╭─ RECORDS PROVIDED

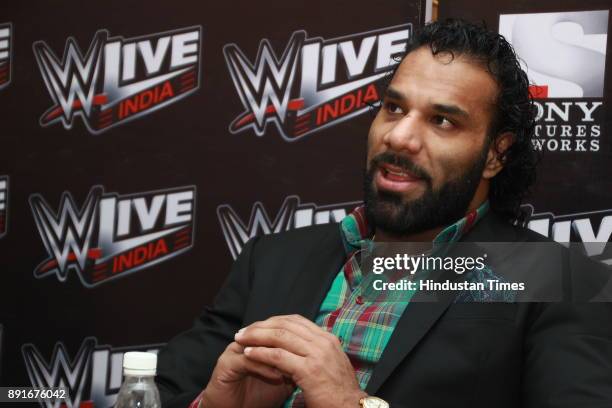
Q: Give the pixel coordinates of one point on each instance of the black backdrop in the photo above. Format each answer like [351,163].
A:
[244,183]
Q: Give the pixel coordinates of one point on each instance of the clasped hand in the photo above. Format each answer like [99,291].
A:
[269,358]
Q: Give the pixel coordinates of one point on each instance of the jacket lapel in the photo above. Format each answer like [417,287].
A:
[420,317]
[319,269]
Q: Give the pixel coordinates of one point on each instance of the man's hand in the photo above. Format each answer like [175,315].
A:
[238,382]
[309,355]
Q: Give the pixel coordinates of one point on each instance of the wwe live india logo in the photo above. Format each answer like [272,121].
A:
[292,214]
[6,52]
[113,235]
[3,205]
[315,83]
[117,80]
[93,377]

╰─
╭─ RECORDS PROVIDED

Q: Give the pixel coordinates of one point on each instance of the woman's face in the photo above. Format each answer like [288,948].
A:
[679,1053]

╰─

WHAT IS EXPECTED:
Return each line of the listing that holds the word "Give".

RESULT:
Q: Give the pixel coordinates of one point on each instance of the black backdrop in the photo above. Format each answer like [351,163].
Q: Give the pixel coordinates of one point on each instance of the clasped hand in the photo above. Format each answer like [99,291].
Q: Give the pixel coordinates of one point on each instance of the jacket lapel in the photo above. Format each answer like [417,287].
Q: Give the pixel coordinates of one point on each instance of the man's hand in the photo above. Format each answer like [175,315].
Q: Give the pixel coordinates of one point on each instance of the wwe live india logo in the photo above. Format each answer like [272,121].
Q: Give the pixel coordinates of one point on each instance of the woman's face in the photo above. Format each answer like [288,948].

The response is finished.